● Extract provided

··········

Handle with care

A Message to Her
5 min readApr 28, 2022

Damn, I have really been struggling to find the right words for the past few months. Maybe I haven’t been trying that hard, though. Or maybe I’ve been too focused on finding the “right words.” There are no right words. Just honest ones.

I feel like my life comes and goes in waves. Some days I feel present and available and free. That’s when life suddenly doesn’t seem like so much work anymore. At least for a little while. Then there are the days right after the “good” days. I wouldn’t call them bad days…because you definitely know when you’re having a bad day. I prefer to think of it as a survival day. They’re not good, they’re not bad, you just aren’t really there. Just trying to make it through the day.

To be awake is not to be alive, just as surviving is a far cry from living. The good days make you realize how much time you spend surviving. I think that’s the true test of your quality of life. Do the good days outweigh the survival days? Or are the majority of your days taxing on your soul? People often confuse quality with comfort. Quality is living genuinely and honestly. It’s being present and pursuing things out of passion, not fear. Comfort is surviving. It’s doing what you need to maintain because the idea of change is so frightening. The unknown is so often better than the comfort you’re settling for, but comfort promises control and that is the price most are willing to pay.

I used to prioritize my comfort above everything else. I stayed in meaningless relationships because the comfort of not confronting the truth was more important to me than living honestly. It’ll drain the life out of you if you let it.

“The truth will set you free.”

Why am I so mad at the idea of something so cliche hitting so close to home? That might be my biggest fear, becoming a cliche. A stereotype. Exactly what they want me to be. Just like them.

··········

● Recorded information

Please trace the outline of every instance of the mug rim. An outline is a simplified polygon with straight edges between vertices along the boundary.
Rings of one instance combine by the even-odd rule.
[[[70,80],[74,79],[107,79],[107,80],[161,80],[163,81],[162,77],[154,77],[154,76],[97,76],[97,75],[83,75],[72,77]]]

··········

● Directive 1
Retype the part of the essay that opens with the words containing "Why am I so" and closes with "Just like them.".
● Directive 2
List every sentence in the essay that ends with a question mark.

● Complete answer 1
Why am I so mad at the idea of something so cliche hitting so close to home? That might be my biggest fear, becoming a cliche. A stereotype. Exactly what they want me to be. Just like them.

● Complete answer 2
- Do the good days outweigh the survival days?
- Or are the majority of your days taxing on your soul?
- Why am I so mad at the idea of something so cliche hitting so close to home?